### Task to carry out
According to the page on the neural network dependency parser, what three things does the parser maintain at every step of its scan?

Software > Stanford Parser > Neural Network Dependency Parser


A dependency parser analyzes the grammatical structure of a sentence, establishing relationships between "head" words and words which modify those heads. The figure below shows a dependency parse of a short sentence. The arrow from the word moving to the word faster indicates that faster modifies moving, and the label advmod assigned to the arrow describes the exact nature of the dependency.

We have built a super-fast transition-based parser which produces typed dependency parses of natural language sentences. The parser is powered by a neural network which accepts word embedding inputs, as described in the paper:

Danqi Chen and Christopher Manning. 2014. A Fast and Accurate Dependency Parser Using Neural Networks. In Proceedings of EMNLP 2014.

This parser supports English (with Universal Dependencies, Stanford Dependencies and CoNLL Dependencies) and Chinese (with CoNLL Dependencies). Future versions of the software will support other languages.

How transition-based parsing works

For a quick introduction to the standard approach to transition-based dependency parsing, see Joakim Nivre's EACL 2014 tutorial.

This parser builds a parse by performing a linear-time scan over the words of a sentence. At every step it maintains a partial parse, a stack of words which are currently being processed, and a buffer of words yet to be processed.

The parser continues to apply transitions to its state until its buffer is empty and the dependency graph is completed.

### Material supplied
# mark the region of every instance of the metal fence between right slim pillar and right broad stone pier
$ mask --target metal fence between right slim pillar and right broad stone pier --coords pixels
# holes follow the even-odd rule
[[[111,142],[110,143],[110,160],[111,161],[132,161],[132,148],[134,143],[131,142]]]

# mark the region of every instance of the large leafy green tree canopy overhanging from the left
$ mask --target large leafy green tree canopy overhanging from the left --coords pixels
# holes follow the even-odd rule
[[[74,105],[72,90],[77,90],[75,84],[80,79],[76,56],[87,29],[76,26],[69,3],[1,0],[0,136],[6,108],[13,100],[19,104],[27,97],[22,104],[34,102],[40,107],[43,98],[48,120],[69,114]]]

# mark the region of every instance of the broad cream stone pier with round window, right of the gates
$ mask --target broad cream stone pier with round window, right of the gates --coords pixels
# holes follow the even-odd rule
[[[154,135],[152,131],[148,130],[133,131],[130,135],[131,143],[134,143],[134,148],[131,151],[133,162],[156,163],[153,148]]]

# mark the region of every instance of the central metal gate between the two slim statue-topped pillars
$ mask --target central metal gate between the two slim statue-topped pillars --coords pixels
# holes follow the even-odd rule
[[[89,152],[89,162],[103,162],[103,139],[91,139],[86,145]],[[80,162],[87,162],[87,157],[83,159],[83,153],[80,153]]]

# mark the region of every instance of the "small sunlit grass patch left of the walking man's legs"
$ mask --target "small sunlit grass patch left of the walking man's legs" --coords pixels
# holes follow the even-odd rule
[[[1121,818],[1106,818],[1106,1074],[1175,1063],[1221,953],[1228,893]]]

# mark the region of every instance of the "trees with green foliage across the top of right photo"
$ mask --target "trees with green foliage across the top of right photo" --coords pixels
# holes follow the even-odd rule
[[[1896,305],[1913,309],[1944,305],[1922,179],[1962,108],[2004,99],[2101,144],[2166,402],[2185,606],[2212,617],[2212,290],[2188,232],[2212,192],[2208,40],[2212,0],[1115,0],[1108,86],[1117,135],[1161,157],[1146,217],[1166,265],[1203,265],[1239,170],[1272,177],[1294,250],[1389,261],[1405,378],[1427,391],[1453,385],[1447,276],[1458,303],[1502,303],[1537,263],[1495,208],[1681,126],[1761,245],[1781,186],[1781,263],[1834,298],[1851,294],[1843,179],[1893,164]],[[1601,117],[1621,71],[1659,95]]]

### Expected answer
A partial parse, a stack of words currently being processed, and a buffer of words yet to be processed.